— QUESITO PROPOSTO 1 —
Secondo il testo sugli usi della canapa, quale paese superava l'Italia nella produzione di canapa fino al secondo Dopoguerra?
— QUESITO PROPOSTO 2 —
Prosegua il testo sugli usi della canapa a partire dall'ultima frase riportata.

— TESTO FORNITO —
○ ○ ○ ○
I mille usi della Cannabis. In cucina e non solo. Cosa dice la legge. - InformaCibo

I mille usi della Cannabis. In cucina e non solo. Cosa dice la legge.

La posizione di Coldiretti sulla cannabis è chiara: necessità di tutelare i cittadini senza compromettere le opportunità di sviluppo del settore. Federcanapa:"Non chiude chi è in regola". E offre assistenza legale.

di Alessandra Favaro

Ultima Modifica: 04/06/2019

Fino al secondo Dopoguerra, l’Italia era il secondo produttore al mondo di canapa, con quasi 100mila ettari coltivata, seconda solo all’Unione Sovietica. Una pianta che oggi in alcune regioni italiane sta ritrovando spazio e applicazioni. Una pianta dalle mille proprietà: rimineralizza i terreni, è applicabile per tantissimi prodotti alimentari, cosmesi, tessile, persino bioedilizia. La canapa è come il maiale: non si butta via niente, ogni parte della pianta può essere impiegata per qualcosa.
○ ○ ○ ○
— DATI ESTRATTI —
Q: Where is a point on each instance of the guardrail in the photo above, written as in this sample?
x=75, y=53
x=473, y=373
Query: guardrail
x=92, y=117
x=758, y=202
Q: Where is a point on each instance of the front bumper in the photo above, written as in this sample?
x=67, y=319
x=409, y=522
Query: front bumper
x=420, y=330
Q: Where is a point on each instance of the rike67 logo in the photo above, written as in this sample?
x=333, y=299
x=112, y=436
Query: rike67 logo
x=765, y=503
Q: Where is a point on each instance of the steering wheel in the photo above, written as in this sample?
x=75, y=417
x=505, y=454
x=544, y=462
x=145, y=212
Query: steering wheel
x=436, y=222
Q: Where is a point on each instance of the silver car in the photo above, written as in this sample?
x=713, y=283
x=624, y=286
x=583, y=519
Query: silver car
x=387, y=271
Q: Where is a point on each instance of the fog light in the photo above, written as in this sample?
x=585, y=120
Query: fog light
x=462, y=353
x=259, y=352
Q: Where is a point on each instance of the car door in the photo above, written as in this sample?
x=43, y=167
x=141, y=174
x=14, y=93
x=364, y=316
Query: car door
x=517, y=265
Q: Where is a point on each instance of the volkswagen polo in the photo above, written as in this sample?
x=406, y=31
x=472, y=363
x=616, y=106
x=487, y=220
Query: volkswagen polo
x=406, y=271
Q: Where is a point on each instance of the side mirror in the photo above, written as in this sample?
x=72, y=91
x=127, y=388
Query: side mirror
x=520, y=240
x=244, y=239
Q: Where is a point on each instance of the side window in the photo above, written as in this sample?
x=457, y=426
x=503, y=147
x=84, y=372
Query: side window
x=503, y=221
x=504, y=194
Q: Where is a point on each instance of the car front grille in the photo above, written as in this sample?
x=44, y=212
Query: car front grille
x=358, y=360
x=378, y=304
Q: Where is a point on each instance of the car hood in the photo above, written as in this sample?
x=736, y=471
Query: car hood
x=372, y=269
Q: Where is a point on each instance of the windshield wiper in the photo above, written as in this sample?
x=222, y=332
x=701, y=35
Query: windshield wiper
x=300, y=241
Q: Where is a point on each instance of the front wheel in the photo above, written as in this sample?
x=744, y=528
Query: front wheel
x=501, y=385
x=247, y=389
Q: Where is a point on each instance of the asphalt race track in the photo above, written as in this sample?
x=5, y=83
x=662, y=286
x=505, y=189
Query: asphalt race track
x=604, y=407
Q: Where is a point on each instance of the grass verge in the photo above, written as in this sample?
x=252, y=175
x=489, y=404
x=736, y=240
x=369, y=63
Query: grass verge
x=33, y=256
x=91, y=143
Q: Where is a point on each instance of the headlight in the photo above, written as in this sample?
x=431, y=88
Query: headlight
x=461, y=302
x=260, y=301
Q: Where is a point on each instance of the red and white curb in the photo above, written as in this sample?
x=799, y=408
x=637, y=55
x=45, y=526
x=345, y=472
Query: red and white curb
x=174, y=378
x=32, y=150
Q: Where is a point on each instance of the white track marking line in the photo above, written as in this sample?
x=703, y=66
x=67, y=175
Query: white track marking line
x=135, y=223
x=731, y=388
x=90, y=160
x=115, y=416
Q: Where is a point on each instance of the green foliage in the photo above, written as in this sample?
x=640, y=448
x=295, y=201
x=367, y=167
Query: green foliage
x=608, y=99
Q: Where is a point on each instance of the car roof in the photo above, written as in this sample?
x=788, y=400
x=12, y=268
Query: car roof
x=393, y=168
○ ○ ○ ○
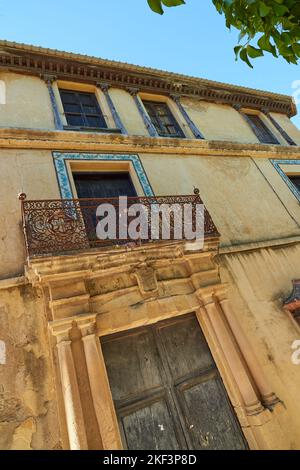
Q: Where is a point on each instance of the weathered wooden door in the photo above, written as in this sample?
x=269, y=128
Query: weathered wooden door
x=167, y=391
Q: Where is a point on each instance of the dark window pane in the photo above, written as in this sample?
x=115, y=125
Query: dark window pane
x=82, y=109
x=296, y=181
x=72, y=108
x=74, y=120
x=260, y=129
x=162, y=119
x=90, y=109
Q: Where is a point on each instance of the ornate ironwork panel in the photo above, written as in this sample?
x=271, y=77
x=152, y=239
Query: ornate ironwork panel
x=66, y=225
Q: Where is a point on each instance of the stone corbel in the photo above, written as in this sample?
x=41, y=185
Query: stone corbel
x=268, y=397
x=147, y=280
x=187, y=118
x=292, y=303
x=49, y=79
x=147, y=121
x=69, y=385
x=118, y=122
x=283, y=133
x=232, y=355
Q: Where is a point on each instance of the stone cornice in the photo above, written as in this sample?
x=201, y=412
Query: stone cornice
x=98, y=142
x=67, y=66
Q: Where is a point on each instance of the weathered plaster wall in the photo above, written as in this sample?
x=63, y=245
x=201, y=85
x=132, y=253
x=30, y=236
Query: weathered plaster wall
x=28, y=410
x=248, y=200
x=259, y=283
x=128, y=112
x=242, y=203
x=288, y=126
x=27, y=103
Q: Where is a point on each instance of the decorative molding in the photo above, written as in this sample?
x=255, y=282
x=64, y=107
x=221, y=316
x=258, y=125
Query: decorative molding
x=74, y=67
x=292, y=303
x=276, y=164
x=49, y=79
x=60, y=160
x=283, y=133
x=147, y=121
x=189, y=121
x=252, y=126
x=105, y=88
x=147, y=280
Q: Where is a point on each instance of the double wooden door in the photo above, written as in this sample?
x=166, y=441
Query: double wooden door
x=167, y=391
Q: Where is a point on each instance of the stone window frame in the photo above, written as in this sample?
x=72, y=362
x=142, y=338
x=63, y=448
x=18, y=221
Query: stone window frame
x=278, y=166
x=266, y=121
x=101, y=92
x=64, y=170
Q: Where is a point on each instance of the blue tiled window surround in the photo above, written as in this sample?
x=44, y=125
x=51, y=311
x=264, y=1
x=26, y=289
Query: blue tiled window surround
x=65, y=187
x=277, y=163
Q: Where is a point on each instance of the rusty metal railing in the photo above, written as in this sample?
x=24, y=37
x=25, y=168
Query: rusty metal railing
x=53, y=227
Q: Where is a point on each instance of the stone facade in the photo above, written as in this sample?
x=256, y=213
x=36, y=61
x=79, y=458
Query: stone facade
○ ○ ○ ○
— RISPOSTA AL QUESITO 1 —
L'Unione Sovietica.

— RISPOSTA AL QUESITO 2 —
Non solo fumo insomma: la coltivazione della cannabis in Italia riguarda soprattutto esperienze innovative, con produzioni che vanno dalla ricotta agli eco-mattoni isolanti, dall’olio antinfiammatorio alle bioplastiche, dai cosmetici all’alimentare. Lo conferma anche Coldiretti nel commentare la decisione restrittiva presa dalle sezioni unite penali della Cassazione che rischia di frenare un settore in grande sviluppo in tutto il mondo (in fondo al post, la sentenza della corte di Cassazione che sta facendo discutere)

Le coltivazioni di Cannabis Sativa in Italia

In Italia nel giro di cinque anni – sottolinea la Coldiretti – sono aumentati di dieci volte i terreni coltivati a cannabis sativa, dai 400 ettari del 2013 ai quasi 4000 stimati per il 2018 nelle campagne dove sono centinaia le aziende agricole che hanno investito nella coltivazione, dalla Puglia al Piemonte, dal Veneto alla Basilicata, ma anche in Lombardia, Friuli Venezia Giulia, Sicilia e Sardegna.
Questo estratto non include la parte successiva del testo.